### Data in this exercise
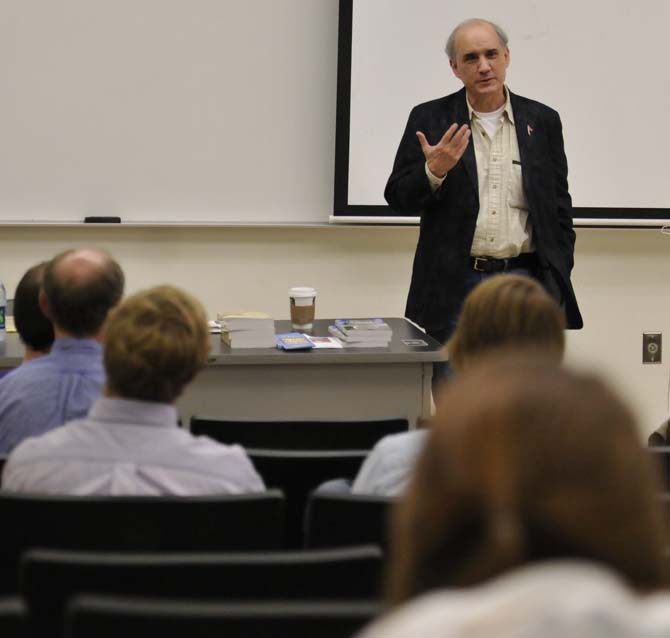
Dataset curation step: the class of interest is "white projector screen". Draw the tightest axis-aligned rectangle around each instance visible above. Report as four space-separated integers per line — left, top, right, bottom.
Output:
333 0 670 226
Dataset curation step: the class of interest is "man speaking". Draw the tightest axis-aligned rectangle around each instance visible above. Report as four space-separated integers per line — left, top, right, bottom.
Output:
385 18 582 378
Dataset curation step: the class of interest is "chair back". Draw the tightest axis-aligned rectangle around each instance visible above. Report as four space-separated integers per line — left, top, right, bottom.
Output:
0 490 284 592
190 416 409 450
22 545 382 638
305 492 393 551
0 597 25 638
249 449 367 547
66 596 380 638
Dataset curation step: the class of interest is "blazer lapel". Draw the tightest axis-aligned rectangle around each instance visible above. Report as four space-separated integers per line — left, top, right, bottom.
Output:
511 91 536 166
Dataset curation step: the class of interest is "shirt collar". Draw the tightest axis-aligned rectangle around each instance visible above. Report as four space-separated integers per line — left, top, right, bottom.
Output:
51 336 103 354
88 397 179 429
466 86 515 124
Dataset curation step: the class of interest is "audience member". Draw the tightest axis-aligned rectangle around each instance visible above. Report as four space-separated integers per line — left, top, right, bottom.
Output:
649 419 669 446
12 262 54 362
3 285 265 495
351 274 565 495
358 356 670 638
0 248 124 453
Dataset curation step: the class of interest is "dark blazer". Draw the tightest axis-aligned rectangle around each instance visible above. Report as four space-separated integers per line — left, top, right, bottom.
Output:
385 87 583 331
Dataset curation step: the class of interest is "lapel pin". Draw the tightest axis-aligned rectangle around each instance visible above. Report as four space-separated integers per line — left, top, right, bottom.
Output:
527 124 534 137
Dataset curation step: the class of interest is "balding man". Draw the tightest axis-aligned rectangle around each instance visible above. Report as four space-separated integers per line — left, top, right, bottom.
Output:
0 249 124 453
386 19 582 386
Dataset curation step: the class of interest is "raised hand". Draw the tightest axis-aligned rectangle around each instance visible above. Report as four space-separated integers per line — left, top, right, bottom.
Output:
416 123 470 178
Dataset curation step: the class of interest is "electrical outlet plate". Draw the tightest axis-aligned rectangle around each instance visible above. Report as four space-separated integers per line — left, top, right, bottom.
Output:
642 332 662 364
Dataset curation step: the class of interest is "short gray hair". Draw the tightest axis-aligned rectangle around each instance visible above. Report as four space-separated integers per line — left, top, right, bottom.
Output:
445 18 509 62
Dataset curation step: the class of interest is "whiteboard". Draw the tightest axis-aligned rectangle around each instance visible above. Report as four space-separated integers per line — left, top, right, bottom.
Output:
334 0 670 225
0 0 338 224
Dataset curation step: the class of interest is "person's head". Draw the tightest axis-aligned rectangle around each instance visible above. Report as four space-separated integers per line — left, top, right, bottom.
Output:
388 356 668 605
446 274 565 374
446 19 510 109
13 262 55 359
41 249 125 338
103 285 210 404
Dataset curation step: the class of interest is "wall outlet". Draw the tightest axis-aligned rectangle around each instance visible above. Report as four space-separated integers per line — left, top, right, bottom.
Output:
642 332 662 364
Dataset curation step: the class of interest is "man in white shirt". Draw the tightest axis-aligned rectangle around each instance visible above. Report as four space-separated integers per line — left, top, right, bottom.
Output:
2 285 264 495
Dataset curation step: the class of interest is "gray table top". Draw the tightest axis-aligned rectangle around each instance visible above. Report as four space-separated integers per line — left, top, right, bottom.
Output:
0 317 445 369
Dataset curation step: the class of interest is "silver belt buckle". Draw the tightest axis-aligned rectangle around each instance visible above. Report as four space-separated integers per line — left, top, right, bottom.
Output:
473 257 488 272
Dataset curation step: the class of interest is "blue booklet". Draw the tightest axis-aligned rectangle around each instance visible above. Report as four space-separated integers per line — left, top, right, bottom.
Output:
276 332 314 350
334 318 391 332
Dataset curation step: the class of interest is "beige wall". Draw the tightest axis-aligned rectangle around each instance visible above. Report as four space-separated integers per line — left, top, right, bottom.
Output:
1 224 668 437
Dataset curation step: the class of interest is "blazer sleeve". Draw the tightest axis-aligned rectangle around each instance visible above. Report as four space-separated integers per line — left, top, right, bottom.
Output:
547 111 576 273
384 107 438 214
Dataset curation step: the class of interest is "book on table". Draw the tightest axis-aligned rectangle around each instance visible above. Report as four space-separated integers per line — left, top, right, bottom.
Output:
334 318 391 329
218 310 276 349
328 324 392 348
333 318 392 340
217 311 274 330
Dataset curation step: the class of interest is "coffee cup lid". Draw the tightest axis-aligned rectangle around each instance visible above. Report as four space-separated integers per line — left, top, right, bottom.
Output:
289 286 317 298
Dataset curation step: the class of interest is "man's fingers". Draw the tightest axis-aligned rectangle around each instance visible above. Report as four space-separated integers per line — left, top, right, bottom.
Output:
437 123 459 146
416 131 431 156
446 124 470 148
456 128 471 151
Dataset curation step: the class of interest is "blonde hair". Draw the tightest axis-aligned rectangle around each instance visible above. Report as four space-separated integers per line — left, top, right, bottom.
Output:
388 355 668 605
103 286 210 403
446 274 565 373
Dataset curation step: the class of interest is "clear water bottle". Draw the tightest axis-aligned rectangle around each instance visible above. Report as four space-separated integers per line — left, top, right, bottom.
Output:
0 280 5 342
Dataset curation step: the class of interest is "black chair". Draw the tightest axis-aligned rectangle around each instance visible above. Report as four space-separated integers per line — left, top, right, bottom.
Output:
658 493 670 526
0 597 26 638
22 545 382 638
305 492 394 551
647 446 670 492
0 491 284 592
249 449 368 547
190 416 409 450
66 596 380 638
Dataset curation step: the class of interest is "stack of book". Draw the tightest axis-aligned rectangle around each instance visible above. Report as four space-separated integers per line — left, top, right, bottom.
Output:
218 311 276 348
328 318 393 348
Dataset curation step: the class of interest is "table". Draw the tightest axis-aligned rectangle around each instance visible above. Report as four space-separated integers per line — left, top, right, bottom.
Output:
0 318 445 427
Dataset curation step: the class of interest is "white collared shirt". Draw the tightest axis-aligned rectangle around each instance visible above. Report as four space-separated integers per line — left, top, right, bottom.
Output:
2 397 265 496
352 430 428 496
426 87 533 258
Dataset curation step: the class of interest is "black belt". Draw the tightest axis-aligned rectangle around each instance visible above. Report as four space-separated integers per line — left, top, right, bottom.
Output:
470 253 537 273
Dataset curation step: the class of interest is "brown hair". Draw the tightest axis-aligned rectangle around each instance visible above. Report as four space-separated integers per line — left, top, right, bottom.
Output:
103 286 210 403
43 248 125 337
388 354 668 605
446 274 565 373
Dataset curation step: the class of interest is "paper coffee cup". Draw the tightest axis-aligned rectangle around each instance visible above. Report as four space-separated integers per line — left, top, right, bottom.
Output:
289 286 316 330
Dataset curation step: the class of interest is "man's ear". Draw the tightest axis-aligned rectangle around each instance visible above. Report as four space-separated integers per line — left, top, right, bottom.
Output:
38 290 52 319
450 58 461 80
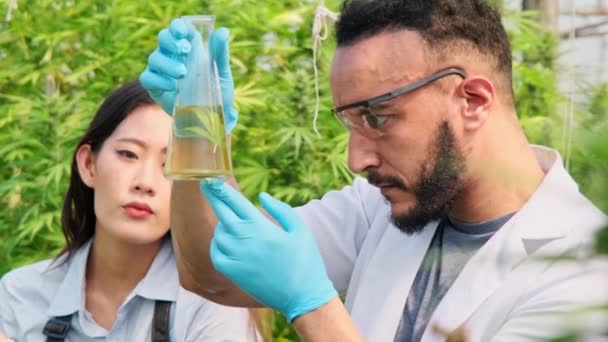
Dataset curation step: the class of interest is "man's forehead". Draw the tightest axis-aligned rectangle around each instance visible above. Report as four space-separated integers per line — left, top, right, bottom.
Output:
331 30 428 82
330 30 428 104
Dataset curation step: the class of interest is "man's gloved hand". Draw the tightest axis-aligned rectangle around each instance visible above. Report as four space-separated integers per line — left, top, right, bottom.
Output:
200 181 338 322
139 18 238 133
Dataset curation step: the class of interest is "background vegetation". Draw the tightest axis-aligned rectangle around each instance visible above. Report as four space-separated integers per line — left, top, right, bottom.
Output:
0 0 606 340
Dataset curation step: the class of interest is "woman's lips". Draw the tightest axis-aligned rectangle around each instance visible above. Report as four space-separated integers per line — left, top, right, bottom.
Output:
123 203 153 218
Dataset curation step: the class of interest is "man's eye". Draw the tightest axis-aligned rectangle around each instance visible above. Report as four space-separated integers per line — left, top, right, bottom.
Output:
362 111 390 129
372 115 390 128
117 150 138 159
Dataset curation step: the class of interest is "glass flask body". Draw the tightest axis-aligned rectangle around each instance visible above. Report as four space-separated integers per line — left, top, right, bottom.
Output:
165 15 232 180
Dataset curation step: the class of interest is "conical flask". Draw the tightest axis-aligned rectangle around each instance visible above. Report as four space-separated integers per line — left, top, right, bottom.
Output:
165 15 232 180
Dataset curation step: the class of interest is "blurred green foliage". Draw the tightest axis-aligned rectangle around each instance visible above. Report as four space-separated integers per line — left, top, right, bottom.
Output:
0 0 606 341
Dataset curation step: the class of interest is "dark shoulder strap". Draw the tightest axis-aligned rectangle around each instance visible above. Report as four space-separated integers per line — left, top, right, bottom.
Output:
43 315 72 342
151 300 172 342
42 301 171 342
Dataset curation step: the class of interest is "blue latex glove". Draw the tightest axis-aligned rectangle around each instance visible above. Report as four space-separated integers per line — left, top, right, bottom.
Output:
200 181 338 322
139 18 238 133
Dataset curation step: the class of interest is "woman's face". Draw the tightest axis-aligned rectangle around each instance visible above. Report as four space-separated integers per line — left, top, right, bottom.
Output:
77 104 173 246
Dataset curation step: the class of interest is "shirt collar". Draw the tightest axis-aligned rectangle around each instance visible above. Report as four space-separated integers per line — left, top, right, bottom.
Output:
47 239 91 317
47 237 180 317
131 237 180 302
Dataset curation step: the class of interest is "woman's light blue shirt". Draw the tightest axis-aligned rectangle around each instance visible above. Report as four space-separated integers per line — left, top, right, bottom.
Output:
0 238 257 341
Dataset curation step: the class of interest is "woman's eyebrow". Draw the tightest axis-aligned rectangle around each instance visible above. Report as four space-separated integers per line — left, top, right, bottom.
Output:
116 137 147 147
116 137 167 153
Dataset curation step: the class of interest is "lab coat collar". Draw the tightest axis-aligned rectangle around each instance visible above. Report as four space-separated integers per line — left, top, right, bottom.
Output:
517 146 576 240
420 146 586 341
348 219 440 342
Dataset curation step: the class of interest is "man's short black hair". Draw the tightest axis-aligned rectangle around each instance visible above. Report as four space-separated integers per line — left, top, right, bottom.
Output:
335 0 512 86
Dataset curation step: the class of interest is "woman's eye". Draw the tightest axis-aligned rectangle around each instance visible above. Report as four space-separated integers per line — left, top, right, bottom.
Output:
117 150 138 159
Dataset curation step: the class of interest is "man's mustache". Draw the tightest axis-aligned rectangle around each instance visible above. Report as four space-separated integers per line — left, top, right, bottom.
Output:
366 170 408 191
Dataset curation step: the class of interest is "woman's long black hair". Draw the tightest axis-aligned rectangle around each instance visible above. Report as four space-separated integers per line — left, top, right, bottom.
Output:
59 80 273 342
58 80 157 260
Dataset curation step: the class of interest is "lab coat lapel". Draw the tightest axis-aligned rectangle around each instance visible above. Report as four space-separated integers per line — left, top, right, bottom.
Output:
419 215 529 342
349 221 439 342
420 147 574 342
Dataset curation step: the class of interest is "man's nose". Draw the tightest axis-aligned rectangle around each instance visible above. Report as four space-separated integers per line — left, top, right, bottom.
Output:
347 131 381 174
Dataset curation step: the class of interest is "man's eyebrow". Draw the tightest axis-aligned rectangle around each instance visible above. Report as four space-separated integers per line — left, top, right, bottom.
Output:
351 102 391 116
370 102 394 111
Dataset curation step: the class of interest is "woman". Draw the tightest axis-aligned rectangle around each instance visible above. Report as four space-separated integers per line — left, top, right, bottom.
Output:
0 81 264 341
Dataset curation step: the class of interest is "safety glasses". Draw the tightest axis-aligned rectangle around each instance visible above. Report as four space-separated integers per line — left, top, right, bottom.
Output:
331 67 466 137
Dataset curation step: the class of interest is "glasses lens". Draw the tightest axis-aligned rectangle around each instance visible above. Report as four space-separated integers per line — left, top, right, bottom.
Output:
333 111 353 129
361 108 383 129
335 108 366 130
334 107 384 137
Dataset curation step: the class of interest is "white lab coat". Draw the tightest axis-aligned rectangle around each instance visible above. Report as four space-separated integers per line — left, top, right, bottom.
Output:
296 146 608 342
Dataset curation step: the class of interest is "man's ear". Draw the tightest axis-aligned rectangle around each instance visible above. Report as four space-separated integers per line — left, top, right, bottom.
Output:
76 144 96 188
457 76 495 132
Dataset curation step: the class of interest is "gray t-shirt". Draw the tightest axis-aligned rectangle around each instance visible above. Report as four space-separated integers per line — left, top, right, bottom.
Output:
393 212 515 342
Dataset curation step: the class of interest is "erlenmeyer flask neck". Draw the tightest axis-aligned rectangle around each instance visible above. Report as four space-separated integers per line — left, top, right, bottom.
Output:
183 15 215 39
176 15 220 108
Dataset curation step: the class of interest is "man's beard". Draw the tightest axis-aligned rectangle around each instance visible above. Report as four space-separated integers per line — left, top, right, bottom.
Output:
367 121 467 235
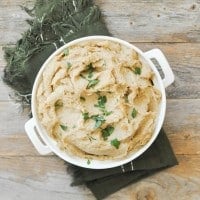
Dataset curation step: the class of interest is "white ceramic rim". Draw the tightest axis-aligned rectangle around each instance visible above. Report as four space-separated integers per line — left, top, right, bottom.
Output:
31 35 167 169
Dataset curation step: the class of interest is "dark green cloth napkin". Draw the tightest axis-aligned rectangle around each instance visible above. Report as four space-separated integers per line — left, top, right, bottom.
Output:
68 129 178 199
3 0 109 105
3 1 178 200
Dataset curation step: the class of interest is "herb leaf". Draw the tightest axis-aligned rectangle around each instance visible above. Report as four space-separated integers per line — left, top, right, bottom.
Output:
87 79 99 89
55 100 63 110
131 108 137 118
87 63 95 78
134 67 141 75
102 109 113 116
111 138 120 149
95 96 107 109
67 62 72 69
82 112 90 121
91 115 106 128
124 94 129 103
63 48 69 56
102 126 114 140
87 159 91 165
60 124 68 131
95 95 112 116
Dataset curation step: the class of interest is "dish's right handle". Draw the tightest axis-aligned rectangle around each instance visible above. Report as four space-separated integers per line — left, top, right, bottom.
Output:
25 118 52 155
144 48 175 88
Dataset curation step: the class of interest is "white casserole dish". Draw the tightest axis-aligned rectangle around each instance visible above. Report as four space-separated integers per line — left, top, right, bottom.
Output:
25 36 174 169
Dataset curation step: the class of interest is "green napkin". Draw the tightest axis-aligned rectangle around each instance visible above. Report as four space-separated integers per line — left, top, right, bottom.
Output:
3 0 109 105
68 129 178 199
3 1 178 200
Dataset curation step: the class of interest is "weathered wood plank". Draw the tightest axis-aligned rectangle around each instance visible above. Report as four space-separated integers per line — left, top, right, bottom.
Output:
0 4 31 45
0 0 199 44
164 99 200 134
96 0 200 43
0 155 199 200
0 130 199 157
0 157 94 200
1 43 200 100
0 101 29 135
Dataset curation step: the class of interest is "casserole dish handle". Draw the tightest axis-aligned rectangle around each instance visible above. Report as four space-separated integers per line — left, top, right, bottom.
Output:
25 118 52 155
144 48 174 88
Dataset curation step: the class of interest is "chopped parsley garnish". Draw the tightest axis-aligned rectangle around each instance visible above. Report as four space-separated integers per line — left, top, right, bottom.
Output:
54 100 63 110
60 124 68 131
67 62 72 69
124 93 129 103
134 67 141 75
94 95 112 116
87 159 91 165
80 64 99 89
80 96 86 101
62 48 69 56
111 138 120 149
95 95 107 109
131 108 137 118
102 126 114 140
87 79 100 89
101 109 113 116
82 112 90 121
87 63 95 78
91 115 106 128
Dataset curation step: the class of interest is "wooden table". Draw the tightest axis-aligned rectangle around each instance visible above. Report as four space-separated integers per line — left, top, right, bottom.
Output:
0 1 200 199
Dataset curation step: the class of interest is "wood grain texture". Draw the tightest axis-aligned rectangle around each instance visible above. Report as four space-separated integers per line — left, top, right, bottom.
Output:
0 130 199 157
96 0 200 43
0 156 199 200
0 0 200 199
0 0 200 44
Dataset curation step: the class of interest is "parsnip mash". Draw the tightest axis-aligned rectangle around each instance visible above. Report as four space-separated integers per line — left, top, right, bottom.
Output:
36 40 161 160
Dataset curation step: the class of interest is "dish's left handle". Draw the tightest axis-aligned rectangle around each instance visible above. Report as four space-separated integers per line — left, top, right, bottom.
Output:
25 118 52 155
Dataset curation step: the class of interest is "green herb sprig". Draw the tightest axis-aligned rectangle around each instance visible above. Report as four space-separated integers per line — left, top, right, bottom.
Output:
87 63 95 79
87 159 91 165
87 79 99 89
111 138 120 149
91 114 106 128
94 95 112 116
94 95 107 109
82 112 90 121
60 124 68 131
102 126 114 140
62 48 69 57
80 63 100 89
134 67 141 75
67 62 72 69
131 108 137 118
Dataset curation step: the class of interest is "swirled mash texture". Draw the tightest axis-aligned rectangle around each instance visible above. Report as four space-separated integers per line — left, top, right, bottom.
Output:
36 40 161 160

### Task goal
Every line above that holds the word "coat" is to be found and copied.

### Result of the exercise
Dataset curation step: the class of interest is "lab coat collar". Draw the tightest axis-aligned rectangle around each instance visible above. Report as four space-separated integers per line — left, top, right, bottom.
Dataset curation step: the class of interest is "lab coat lapel". Draw the tightest axis-aligned rectangle around each instance visible above. Report as four space-separated integers per line — left, top, right, bottom.
Dataset curation step: the class of interest is "white lab coat". Draw the tightest axis-aligned rectangle around each instance visible above. Report as four space-separated integers per line — left, top, right, bottom.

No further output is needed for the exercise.